#### Exercise objective
Count how many lines of the data below contain the string "polar", with case treated as significant. Reply with the number alone.

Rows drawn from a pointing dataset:
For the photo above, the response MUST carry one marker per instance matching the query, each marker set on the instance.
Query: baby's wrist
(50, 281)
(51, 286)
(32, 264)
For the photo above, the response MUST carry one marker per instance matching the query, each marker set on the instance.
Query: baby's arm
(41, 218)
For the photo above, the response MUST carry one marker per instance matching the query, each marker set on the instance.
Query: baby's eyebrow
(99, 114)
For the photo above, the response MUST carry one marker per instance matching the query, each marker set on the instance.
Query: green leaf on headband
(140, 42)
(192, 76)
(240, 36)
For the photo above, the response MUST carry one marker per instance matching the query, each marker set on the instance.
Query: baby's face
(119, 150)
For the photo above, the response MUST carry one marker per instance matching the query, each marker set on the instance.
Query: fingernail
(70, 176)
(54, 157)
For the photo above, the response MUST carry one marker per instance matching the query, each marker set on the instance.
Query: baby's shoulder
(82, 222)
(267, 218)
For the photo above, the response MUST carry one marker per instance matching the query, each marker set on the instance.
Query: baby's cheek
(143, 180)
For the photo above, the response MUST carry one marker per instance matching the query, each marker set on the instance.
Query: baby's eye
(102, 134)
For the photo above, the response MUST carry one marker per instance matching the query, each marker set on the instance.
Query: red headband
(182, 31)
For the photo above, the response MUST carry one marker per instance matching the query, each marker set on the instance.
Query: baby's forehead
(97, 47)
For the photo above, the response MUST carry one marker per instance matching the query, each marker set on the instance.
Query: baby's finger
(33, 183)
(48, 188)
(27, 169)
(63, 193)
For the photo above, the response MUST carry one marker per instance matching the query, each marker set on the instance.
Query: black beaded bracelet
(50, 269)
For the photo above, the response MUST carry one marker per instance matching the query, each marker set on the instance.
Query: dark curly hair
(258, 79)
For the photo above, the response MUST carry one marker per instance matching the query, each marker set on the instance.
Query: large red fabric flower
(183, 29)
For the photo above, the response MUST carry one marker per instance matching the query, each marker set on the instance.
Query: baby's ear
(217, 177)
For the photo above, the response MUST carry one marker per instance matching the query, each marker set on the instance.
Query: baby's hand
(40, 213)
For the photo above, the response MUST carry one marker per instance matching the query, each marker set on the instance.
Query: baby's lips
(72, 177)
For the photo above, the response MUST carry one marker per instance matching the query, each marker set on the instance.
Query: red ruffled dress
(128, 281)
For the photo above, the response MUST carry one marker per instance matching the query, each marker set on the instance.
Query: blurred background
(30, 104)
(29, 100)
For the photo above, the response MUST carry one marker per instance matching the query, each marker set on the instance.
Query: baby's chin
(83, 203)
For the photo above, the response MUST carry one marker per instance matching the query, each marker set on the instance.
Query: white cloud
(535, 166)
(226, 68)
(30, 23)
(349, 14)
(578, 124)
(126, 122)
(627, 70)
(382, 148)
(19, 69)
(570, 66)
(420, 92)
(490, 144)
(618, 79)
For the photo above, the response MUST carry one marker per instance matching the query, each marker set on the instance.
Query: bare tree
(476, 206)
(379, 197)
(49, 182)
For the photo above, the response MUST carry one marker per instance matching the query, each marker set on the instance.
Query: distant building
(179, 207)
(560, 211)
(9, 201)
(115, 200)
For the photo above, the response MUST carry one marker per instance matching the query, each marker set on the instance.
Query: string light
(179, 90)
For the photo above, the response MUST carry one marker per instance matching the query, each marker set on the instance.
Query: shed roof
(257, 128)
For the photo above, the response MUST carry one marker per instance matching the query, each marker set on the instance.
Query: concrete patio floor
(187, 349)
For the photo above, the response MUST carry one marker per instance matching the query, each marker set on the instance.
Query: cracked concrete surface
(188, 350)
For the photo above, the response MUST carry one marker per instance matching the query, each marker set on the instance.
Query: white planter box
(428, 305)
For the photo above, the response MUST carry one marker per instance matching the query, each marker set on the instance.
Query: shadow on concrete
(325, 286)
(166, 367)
...
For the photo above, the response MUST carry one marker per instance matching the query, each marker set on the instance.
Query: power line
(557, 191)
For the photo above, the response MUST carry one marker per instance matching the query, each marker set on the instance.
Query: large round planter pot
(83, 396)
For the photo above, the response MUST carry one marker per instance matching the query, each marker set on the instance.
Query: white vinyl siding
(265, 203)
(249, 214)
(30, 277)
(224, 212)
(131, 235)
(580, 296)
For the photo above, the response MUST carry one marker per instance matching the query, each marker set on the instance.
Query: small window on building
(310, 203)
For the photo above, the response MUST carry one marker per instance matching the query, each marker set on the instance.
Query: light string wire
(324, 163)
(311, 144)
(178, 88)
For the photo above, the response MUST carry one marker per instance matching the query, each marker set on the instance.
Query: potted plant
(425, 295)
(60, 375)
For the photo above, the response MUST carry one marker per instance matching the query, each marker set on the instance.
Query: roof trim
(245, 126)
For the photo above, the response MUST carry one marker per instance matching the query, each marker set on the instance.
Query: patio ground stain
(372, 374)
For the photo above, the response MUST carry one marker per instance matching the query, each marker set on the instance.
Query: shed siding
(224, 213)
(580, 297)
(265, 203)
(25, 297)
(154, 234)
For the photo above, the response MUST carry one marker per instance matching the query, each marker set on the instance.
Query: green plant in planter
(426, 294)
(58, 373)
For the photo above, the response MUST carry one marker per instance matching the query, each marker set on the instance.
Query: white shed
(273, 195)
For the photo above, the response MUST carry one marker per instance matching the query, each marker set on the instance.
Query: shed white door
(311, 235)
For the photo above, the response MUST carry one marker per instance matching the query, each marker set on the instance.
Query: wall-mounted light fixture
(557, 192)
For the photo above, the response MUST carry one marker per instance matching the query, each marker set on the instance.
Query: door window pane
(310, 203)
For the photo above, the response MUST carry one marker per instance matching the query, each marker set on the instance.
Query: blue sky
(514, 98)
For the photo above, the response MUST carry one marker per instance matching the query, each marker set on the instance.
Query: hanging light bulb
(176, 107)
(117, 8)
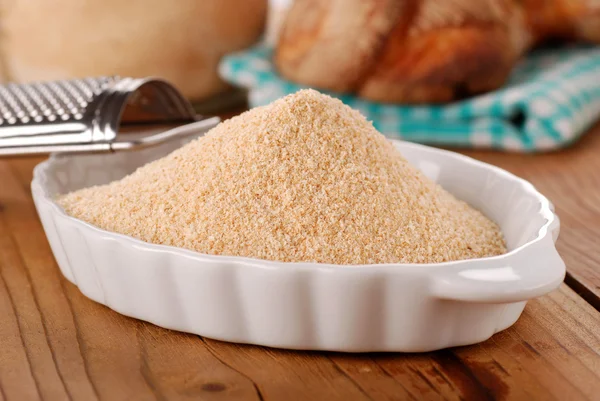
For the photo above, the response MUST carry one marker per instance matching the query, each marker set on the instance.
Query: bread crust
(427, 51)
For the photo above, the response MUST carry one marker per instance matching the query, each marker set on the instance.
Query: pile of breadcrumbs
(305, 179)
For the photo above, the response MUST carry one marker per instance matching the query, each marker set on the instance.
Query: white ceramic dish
--
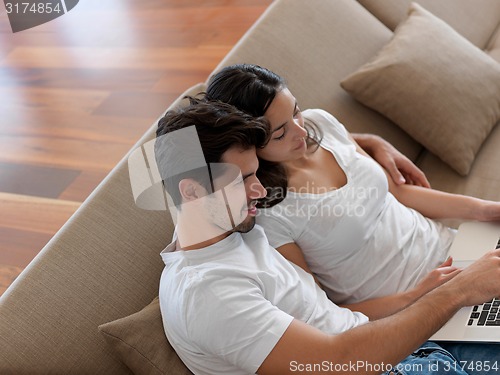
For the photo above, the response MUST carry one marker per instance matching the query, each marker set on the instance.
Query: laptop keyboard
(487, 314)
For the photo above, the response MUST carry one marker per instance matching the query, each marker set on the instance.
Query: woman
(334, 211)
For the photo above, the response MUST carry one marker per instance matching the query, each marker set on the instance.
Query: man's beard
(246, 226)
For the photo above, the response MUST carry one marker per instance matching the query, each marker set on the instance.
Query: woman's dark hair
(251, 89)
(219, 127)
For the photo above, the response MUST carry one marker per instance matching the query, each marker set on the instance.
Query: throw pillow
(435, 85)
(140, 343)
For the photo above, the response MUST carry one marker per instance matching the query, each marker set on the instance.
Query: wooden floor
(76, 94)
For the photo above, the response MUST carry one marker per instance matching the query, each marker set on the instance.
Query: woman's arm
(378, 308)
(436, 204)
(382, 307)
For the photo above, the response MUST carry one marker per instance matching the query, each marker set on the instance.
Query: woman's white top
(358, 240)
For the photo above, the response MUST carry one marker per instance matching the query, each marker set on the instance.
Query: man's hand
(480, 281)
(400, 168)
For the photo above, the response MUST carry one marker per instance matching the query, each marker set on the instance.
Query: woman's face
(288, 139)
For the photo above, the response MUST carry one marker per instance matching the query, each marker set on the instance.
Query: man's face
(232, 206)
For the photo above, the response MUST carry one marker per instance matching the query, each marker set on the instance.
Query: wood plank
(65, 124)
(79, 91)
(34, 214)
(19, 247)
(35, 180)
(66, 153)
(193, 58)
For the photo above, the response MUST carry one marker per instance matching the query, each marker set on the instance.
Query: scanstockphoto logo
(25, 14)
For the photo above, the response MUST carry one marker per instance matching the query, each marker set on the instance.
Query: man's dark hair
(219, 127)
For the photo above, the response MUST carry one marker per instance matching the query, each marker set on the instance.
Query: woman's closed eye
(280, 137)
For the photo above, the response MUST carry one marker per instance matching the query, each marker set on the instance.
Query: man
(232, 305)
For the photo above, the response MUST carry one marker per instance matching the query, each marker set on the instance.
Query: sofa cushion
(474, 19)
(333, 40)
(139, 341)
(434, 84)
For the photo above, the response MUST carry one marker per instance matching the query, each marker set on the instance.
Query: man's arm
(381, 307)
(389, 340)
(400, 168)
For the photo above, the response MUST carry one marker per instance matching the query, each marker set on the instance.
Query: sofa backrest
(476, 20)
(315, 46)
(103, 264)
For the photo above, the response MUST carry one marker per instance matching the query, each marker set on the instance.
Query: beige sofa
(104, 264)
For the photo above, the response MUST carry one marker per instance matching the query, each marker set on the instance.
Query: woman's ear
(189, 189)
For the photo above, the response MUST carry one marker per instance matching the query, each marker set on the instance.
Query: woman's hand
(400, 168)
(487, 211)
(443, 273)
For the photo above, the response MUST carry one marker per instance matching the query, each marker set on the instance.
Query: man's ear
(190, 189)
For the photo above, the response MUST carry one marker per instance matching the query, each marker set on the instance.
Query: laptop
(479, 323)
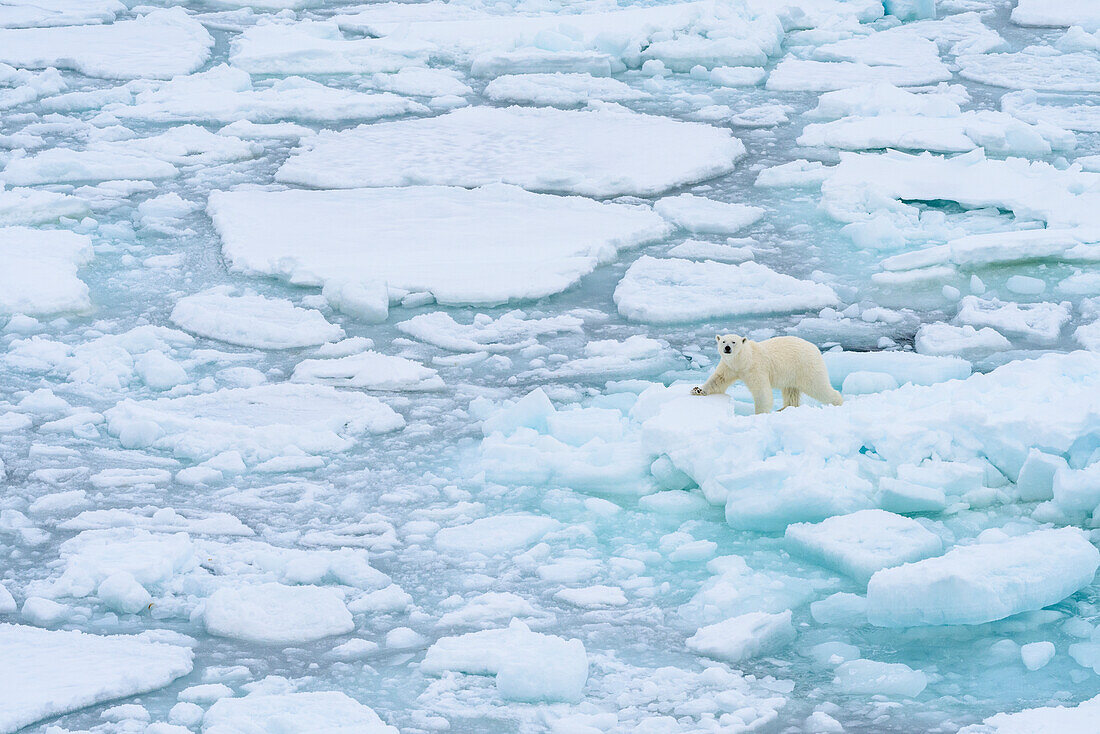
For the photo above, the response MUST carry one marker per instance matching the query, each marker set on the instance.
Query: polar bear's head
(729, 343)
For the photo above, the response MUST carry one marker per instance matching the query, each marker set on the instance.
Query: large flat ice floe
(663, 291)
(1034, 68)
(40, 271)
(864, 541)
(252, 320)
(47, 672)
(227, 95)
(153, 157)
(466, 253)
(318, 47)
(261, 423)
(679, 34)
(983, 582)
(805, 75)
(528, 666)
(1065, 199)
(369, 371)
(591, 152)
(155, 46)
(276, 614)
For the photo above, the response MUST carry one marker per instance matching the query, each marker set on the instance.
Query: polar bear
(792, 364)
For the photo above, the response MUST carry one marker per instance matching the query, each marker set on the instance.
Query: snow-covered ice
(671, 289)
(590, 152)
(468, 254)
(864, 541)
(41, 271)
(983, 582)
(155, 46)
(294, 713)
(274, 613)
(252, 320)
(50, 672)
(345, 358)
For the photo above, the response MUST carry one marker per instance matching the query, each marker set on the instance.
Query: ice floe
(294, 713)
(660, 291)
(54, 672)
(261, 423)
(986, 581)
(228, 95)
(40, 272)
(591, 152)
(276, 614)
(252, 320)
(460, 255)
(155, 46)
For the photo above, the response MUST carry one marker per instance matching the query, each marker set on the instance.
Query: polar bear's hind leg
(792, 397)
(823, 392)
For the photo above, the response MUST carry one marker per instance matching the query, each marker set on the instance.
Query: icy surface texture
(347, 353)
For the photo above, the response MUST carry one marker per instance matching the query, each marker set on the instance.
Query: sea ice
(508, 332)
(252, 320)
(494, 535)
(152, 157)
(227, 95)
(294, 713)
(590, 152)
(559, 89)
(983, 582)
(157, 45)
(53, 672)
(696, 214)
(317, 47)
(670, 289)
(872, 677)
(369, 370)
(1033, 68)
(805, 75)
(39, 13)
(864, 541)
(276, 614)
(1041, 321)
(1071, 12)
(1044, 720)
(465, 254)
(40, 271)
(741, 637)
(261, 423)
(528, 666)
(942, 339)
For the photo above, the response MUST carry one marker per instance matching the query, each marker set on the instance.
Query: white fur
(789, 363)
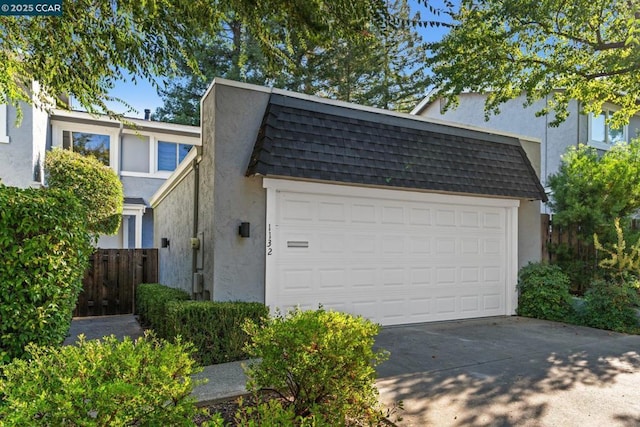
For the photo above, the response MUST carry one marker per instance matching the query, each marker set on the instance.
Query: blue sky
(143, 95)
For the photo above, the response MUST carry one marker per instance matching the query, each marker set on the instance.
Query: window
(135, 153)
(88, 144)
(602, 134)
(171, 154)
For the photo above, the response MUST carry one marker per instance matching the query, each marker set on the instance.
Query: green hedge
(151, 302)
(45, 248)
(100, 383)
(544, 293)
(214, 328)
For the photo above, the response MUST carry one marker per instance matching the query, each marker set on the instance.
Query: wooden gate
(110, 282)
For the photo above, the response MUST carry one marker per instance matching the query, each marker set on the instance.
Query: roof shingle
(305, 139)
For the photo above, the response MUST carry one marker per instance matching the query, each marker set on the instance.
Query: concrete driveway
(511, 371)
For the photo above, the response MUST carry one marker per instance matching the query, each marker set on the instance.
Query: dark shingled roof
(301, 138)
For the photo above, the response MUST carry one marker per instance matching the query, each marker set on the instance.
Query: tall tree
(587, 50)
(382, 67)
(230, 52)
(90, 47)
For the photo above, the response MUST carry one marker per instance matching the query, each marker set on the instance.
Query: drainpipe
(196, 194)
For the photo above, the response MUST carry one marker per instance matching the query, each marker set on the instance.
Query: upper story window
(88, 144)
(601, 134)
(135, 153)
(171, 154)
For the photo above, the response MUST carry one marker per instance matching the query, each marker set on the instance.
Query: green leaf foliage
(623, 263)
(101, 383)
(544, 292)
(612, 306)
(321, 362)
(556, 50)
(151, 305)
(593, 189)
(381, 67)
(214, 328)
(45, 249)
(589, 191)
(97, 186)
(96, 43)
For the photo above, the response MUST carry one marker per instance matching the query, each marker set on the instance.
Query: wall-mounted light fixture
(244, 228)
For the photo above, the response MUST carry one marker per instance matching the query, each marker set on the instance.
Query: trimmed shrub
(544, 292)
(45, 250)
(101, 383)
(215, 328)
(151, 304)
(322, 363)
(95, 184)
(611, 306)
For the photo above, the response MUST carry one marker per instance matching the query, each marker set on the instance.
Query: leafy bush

#### Written reply
3